#tpmp
Jordan Bardella vs Louis Boyard
Une émission, 2 ambiances. pic.twitter.com/97NqlhxoHA— Caisses de grève (@caissesdegreve) November 11, 2022
Ce montage en miroir rappelle ceux de CopyComic, mais la comparaison s’arrête là. Pour les gauchistes, Hanouna, qui obéit à Bolloré, a choisi son camp : le fascisme ! Pourtant, on en est loin. L’animateur est plus proche d’un populiste, qui choisit toujours le haut de la vague, c’est-à-dire l’opinion dominante. En matière d’insécurité, il tient toujours le discours de « pas d’amalgame », mais il enfonce bien les partisans de l’immigration massive en diffusant ses sondages directs qui donnent 80 % de ses téléspectateurs contre l’invasion de leur pays.
Hanouna, c’est ce mélange subtil – ou pas subtil, pour ses détracteurs – entre le macronisme libéral, le positionnement de Bolloré, et la pression populaire. Sachant que Macron et Bolloré s’opposent en apparence sur de nombreux champs (l’Afrique, la pensée unique, le RN, le catholicisme), ils se retrouvent quand même sur le libéralisme et le culte de la puissance financière.

▶ [EXTRAITS DU CORPUS]

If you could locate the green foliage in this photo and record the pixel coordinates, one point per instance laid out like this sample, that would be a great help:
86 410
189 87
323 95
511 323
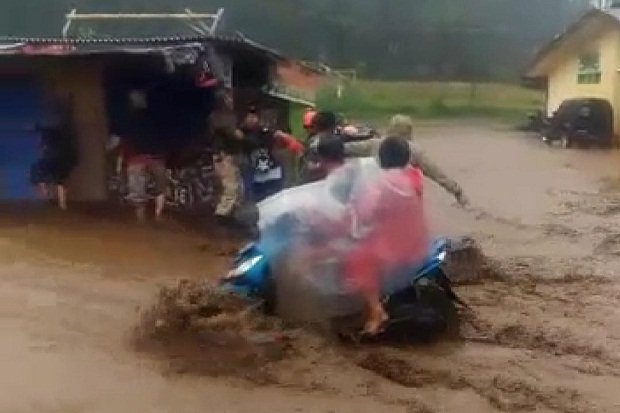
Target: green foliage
379 100
390 39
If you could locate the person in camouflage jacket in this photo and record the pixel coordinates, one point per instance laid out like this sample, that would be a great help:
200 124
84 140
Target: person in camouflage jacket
402 126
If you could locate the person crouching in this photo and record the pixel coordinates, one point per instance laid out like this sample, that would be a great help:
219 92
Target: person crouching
388 225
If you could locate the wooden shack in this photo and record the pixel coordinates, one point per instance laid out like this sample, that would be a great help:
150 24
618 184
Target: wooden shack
93 73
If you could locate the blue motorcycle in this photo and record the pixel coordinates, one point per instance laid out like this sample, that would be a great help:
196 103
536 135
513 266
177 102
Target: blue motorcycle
419 300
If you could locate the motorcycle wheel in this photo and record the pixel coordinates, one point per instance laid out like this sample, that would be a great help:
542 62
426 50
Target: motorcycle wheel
565 141
421 313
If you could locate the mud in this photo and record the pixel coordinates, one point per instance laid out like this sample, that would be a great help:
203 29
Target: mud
543 335
198 330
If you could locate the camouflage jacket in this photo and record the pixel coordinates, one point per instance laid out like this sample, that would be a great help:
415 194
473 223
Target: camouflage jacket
370 147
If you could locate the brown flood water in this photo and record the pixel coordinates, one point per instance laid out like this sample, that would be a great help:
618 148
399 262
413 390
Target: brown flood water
545 340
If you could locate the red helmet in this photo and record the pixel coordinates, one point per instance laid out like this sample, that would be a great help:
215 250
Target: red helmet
309 117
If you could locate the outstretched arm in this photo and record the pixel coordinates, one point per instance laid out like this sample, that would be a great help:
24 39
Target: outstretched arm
433 172
362 149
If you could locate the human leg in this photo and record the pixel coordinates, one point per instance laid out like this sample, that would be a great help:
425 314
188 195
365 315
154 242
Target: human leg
157 169
136 185
228 173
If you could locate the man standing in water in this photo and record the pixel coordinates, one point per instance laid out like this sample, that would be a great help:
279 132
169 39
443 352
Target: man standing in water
402 126
259 143
229 155
322 125
145 157
59 152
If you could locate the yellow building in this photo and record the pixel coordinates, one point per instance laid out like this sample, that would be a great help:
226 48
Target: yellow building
583 62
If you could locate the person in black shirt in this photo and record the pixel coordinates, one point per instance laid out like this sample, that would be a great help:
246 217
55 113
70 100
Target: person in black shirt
259 144
58 151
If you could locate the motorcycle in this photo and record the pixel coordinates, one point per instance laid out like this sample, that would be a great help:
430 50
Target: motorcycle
192 187
421 306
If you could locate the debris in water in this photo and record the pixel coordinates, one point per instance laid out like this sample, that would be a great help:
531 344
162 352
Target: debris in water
200 330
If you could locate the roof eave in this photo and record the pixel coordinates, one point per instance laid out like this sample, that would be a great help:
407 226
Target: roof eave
536 69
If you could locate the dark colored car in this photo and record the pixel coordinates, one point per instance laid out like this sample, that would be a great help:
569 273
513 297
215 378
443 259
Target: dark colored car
581 122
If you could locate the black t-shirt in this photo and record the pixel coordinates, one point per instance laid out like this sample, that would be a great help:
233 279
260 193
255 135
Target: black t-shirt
259 145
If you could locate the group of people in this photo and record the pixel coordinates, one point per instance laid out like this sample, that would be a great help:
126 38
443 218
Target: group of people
246 162
384 219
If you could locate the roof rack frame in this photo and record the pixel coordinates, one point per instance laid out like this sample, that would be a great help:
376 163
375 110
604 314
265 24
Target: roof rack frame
205 24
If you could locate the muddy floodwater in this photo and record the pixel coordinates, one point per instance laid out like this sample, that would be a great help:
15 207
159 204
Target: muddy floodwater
545 338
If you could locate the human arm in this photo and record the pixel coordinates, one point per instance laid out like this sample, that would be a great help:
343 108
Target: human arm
362 149
433 172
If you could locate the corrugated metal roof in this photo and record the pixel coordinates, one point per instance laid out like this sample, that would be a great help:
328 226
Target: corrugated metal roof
612 15
125 44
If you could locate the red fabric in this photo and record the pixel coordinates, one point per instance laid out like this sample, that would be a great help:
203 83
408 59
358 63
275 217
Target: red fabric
308 118
392 212
417 179
290 143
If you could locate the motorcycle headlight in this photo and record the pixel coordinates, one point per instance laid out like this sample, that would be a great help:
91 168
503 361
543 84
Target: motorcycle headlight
442 256
243 268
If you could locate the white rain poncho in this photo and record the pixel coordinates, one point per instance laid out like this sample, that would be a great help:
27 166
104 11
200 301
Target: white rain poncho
305 234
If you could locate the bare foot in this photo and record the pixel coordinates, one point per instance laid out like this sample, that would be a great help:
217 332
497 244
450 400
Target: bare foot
375 322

▶ [TRAVAIL DEMANDÉ] Poursuivez le texte sur Hanouna, Bolloré et Macron en enchaînant directement après sa dernière phrase.

▶ [PRODUCTION ATTENDUE]
Hier, Hanouna ne voulait pas que Louis Boyard parle de Vincent Bolloré.
C’est donc le moment d’en parler…pic.twitter.com/O1YtW4HPNB— Marcel (@realmarcel1) November 11, 2022
Et puis les deux hommes (Bolloré et Macron) sont « soupçonnés » de faire partie de l’ensemble rothschildien, Bolloré y étant lié par sa famille, Macron par son parcours pré-politique en entreprise.
Il n’est donc pas nécessaire de chercher des ressemblances entre le Président et les rejetons Rothschild, puisque Macron a été formé par le duo Minc-Attali et par son passage dans la banque de fusions-acquisitions rotschildienne.
En tant que populiste, Hanouna joue sur les deux tableaux : la gauche et la droite, puisque le populisme n’a théoriquement pas de couleur politique selon les champs classiques. Il est le populisme : préférence nationale, méfiance envers les élites, goût de la tradition, défense des valeurs, choix de l’ordre et de la sécurité, admiration des tribuns ou des hommes providentiels.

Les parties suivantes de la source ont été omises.